▶ **Quoted passage**

----------------------------------------

By Alliance Chair Bonney Corbin
Australian Women’s Health Alliance Chair, Bonney Corbin, made these remarks at the Maintaining the Momentum in Women’s Health Webinar on 1 November 2024.
Women’s health is having a moment. Nationwide, people are talking about women’s health. Topics like endometriosis and pelvic pain are frequently raised within electorate offices and party rooms. We’ve had numerous women’s health-related senate inquiries. Both the ACT and Tasmania have created abortion funds. Victoria has conducted an Inquiry into Women’s Pain, and Queensland has launched its first Women and Girls’ Health Strategy. We now have a National Women’s Health Advisory Council challenging medical misogyny. And 2024 saw a National Women’s Health Advisory Council at Parliament House.
We’ve also seen media stories about women’s health in major mainstream publications. Corporations are basing advertising campaigns on addressing the gender pain gap and understanding gendered health needs. Community and workplace conversations about women’s health are venturing beyond the expected people and places.
There is momentum to drive improvements in women’s health. The current moment is an opportunity to embed gender-responsive approaches and practices that can improve access, care, and outcomes for all. It’s an opportunity to build a shared understanding of women’s health beyond the medical system. To understand that our health is also about access to education, housing, and economic security. Women’s health is about connection to self, to Country, culture, and kinship, to social and community supports. Our health is about autonomy to participate in democracy, self-determination, and peacekeeping.
Momentum is Not Enough
Attention and momentum alone are not enough to drive long-lasting improvements in women’s health. Currently, there is a failure to fund the implementation of the National Women’s Health Strategy. This failure translates directly to service gaps for women seeking care. Across the country, the patchwork of progress is underpinned by jurisdictional inconsistencies. Some states and territories have, or are drafting, policies on gender equity, gendered health, or sexual and reproductive health, but they lack cohesion and alignment. Some jurisdictions have invested in peak bodies for women’s health, while others remain dissolved in funding cuts of previous decades.

----------------------------------------

▶ **Tasks to complete**
(1) According to the women's health remarks, which two jurisdictions have created abortion funds?
(2) Say whether each statement agrees with the women's health remarks, and quote the words that decide it: (a) Queensland has launched its first Women and Girls' Health Strategy. (b) Implementation of the National Women's Health Strategy is being funded. (c) Every jurisdiction has invested in peak bodies for women's health.
(3) Carry the women's health remarks forward from their final sentence, keeping the same voice.
You won't need the records that come next.

----------------------------------------

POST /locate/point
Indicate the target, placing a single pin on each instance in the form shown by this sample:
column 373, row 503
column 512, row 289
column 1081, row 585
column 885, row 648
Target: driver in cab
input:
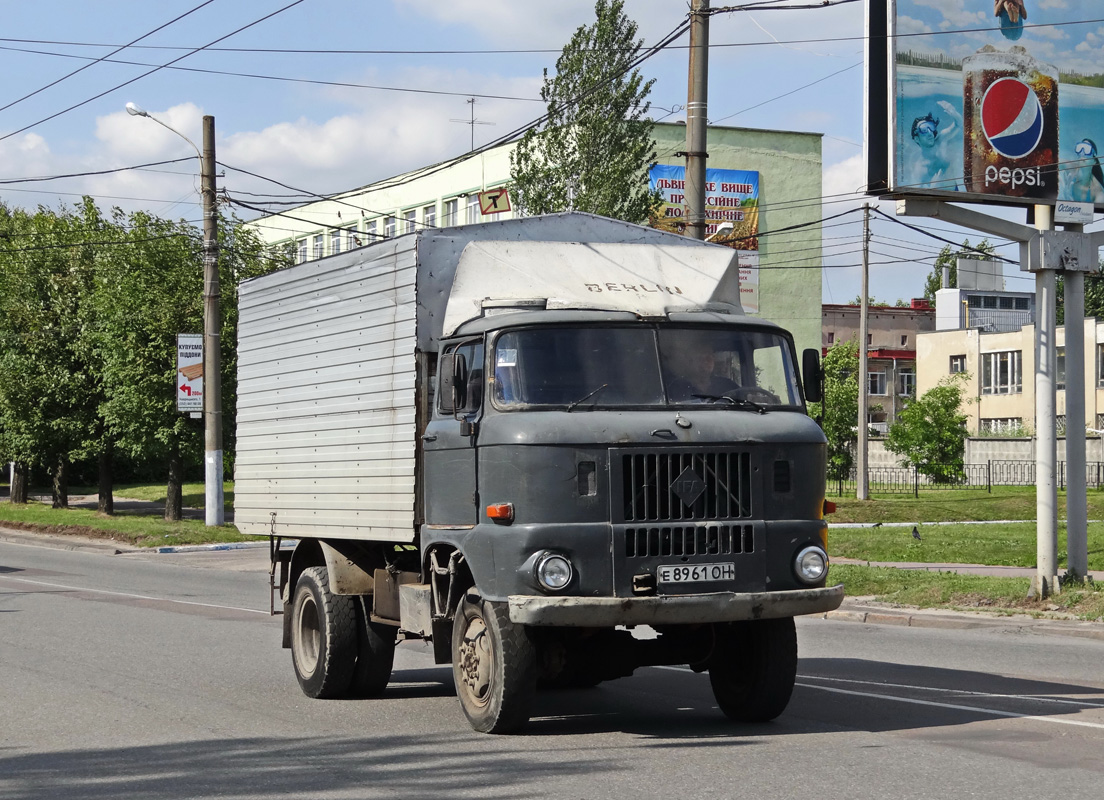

----------------------------------------

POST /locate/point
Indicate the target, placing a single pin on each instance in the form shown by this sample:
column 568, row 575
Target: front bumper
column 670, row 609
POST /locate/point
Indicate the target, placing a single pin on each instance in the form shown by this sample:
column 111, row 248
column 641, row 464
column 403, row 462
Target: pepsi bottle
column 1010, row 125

----------------------------------------

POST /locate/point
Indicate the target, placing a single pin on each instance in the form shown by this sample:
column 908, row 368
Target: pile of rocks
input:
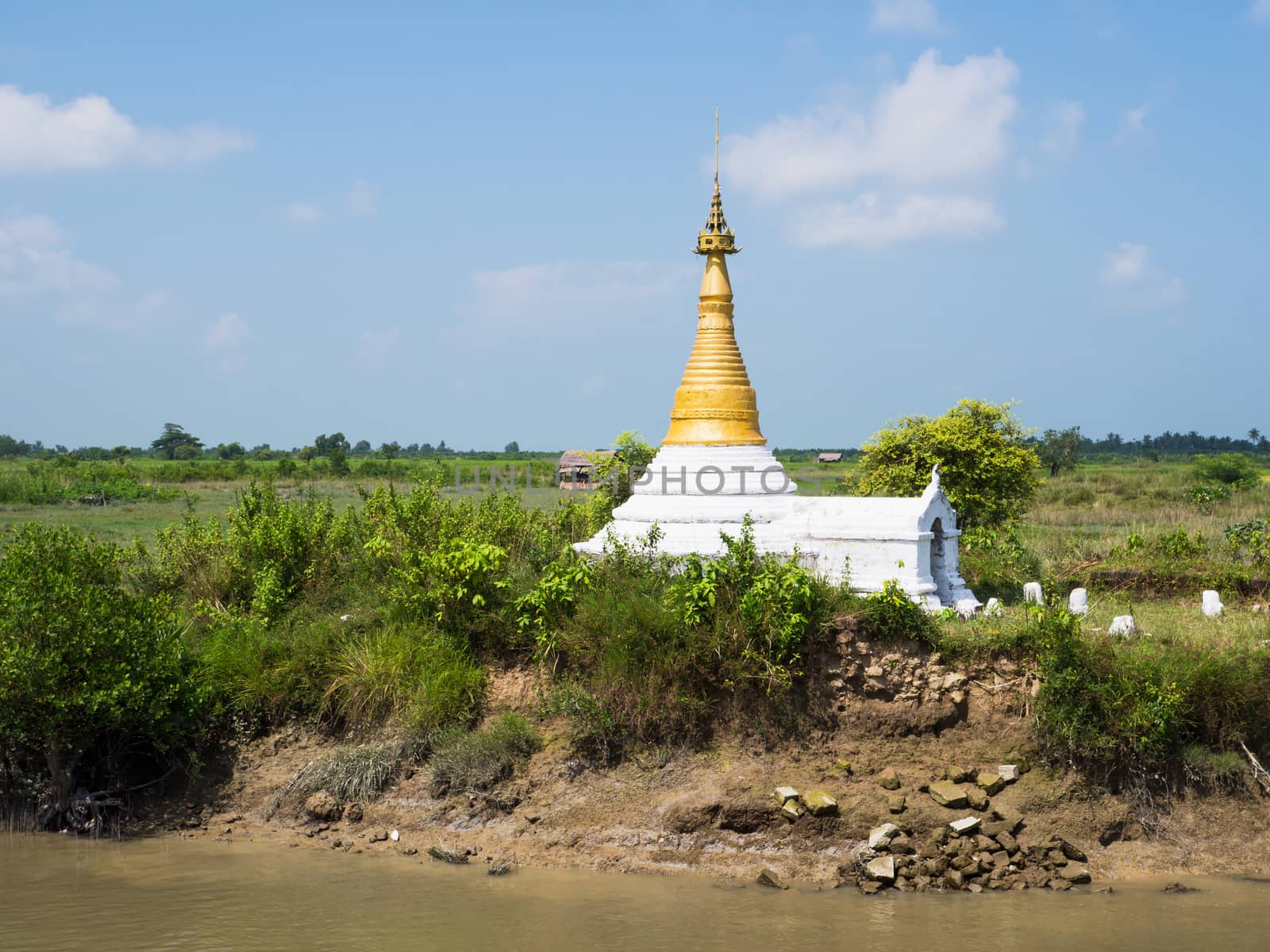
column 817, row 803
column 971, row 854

----------------------------------------

▶ **Per-task outputs**
(1) The ACT and Tasmania.

(2)
(a) Yes: "Queensland has launched its first Women and Girls’ Health Strategy."
(b) No: "there is a failure to fund the implementation of the National Women’s Health Strategy."
(c) No: "Some jurisdictions have invested in peak bodies for women’s health, while others remain dissolved in funding cuts of previous decades."

(3)
Backlash exists, as we have seen recently with the anti-abortion rhetoric in South Australia and Queensland. Anti-rights movements are gaining momentum because we are within an intergenerational process of transformative change. There is a constant concern that, despite the gains we have seen, we risk having another iteration of health systems designed by and for men. We are constantly only small steps away from losing what has been gained and risk the momentum coming to a crashing halt.
Capitalising on the Momentum
Now is the time to capitalise on the moment to drive lasting change and sustain the momentum. Each state and territory can commit to resourcing and sharing progress on the National Women’s Health Strategy. It is an opportunity to prevent duplications and contradictions within state and territory gendered health policy, and to define gender-responsive health.
We can build capacity and capability for gender-responsive approaches in health advocacy, research, policy, and practice. We can centre lived experience in all areas to inform a system that is responsive to diverse needs. We all have a responsibility to examine what we can do both individually and systemically to fundamentally transform the health system.
How is the Alliance Capitalising on the Moment?
The Australian Women’s Health Alliance has long been committed to gender and health equity, drawing attention to the systemic and gendered issues that impact women’s health. We have refreshed our brand, hosted webinars, facilitated groups and communities of practice, and contributed to national networks and groups leading reforms.
We have released the first two modules of an e-learning suite that supports learners to understand and apply a gender-responsive approach to health and prevention. We have done all of this with collective momentum, driven by early and mid-career authors, policy advisors, and content designers with the power of the pen.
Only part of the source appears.